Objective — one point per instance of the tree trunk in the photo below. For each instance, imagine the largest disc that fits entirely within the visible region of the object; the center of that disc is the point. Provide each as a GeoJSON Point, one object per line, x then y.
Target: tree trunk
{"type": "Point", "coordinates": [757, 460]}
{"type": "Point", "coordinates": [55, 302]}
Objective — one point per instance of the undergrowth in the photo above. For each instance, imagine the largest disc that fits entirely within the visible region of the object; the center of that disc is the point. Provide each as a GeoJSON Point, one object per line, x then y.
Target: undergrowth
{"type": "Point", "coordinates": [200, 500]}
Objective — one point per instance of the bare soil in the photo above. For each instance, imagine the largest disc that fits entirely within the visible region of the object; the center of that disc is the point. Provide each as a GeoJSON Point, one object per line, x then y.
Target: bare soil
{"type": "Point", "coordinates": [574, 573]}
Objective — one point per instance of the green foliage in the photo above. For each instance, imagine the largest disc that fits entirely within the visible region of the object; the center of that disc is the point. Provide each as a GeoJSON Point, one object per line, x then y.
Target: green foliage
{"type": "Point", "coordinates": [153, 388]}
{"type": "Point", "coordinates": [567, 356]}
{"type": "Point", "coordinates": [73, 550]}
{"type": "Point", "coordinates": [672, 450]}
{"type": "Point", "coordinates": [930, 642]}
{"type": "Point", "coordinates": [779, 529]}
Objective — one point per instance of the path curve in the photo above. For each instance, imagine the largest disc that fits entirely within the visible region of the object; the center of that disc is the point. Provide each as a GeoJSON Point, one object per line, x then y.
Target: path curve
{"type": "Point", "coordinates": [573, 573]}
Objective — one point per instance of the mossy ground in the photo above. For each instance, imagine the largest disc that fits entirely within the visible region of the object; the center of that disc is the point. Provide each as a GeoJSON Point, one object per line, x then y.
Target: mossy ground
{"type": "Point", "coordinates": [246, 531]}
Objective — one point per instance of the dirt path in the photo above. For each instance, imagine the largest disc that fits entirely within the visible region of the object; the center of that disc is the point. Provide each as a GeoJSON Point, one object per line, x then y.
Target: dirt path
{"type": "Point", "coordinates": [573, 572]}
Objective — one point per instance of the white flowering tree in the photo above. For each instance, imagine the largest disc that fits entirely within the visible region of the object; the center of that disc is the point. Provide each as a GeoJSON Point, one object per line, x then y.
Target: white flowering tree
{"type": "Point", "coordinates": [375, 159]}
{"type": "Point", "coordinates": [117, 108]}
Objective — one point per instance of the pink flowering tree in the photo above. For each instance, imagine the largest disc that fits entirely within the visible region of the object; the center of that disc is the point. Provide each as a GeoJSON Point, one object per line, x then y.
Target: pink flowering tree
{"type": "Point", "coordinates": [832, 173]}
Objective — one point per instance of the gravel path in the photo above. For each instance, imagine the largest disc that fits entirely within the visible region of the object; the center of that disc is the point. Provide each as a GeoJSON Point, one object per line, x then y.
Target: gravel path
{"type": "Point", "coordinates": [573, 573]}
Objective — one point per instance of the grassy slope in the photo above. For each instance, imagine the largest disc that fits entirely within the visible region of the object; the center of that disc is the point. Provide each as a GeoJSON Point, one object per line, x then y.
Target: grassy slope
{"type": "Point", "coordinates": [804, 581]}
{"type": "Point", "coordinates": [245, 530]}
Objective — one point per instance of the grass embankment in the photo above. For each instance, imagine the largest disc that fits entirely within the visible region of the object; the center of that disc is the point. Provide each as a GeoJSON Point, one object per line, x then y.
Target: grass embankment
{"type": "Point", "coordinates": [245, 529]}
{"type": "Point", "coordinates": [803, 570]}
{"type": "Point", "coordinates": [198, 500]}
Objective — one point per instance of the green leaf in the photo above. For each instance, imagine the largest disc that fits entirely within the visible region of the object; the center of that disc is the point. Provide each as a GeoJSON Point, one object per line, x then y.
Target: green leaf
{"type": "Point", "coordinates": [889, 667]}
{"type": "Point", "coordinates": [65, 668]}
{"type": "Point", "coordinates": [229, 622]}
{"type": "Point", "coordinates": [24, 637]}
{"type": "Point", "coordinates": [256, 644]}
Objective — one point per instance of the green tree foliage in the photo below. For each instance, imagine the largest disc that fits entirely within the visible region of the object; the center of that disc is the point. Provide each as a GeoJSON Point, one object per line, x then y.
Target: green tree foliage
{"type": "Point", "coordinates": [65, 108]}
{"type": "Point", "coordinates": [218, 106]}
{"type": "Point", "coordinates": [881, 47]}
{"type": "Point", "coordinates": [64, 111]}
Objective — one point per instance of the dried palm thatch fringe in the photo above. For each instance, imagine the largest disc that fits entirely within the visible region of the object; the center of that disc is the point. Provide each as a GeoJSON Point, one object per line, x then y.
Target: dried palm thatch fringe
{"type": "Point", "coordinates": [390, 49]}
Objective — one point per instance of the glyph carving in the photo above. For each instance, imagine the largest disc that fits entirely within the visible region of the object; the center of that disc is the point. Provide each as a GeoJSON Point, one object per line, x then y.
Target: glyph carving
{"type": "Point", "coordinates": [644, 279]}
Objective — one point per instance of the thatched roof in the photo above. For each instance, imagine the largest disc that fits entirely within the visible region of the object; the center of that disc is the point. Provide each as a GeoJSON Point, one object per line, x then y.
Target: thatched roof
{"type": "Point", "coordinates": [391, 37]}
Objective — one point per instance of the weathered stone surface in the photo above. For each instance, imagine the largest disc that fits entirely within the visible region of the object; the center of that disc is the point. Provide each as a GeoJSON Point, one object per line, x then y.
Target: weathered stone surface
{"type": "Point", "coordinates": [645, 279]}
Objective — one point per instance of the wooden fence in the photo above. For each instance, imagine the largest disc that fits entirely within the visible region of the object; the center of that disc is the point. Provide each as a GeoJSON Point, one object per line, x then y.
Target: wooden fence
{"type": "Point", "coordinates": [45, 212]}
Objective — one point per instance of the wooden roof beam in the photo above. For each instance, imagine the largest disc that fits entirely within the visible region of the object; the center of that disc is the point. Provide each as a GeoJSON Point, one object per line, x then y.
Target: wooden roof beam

########

### What the exercise asks
Beginning with the line that holds "Objective — one point per instance of the wooden fence", please return every line through the end of the data, exactly as written.

### Answer box
Objective — one point per instance of the wooden fence in the photo above. For each instance, imagine the largest disc that fits entirely within the visible region of the object; the center of that disc is the point. Provide each as a GeoJSON Point, one object per line, x then y.
Target: wooden fence
{"type": "Point", "coordinates": [45, 212]}
Objective — one point per instance of the wooden roof beam in the photo above. For each instance, imagine the largest disc that fits entirely within the visible region of the object; the center of that disc is the point. Provide each as a GeoJSON Point, one object per line, x then y.
Target: wooden roof beam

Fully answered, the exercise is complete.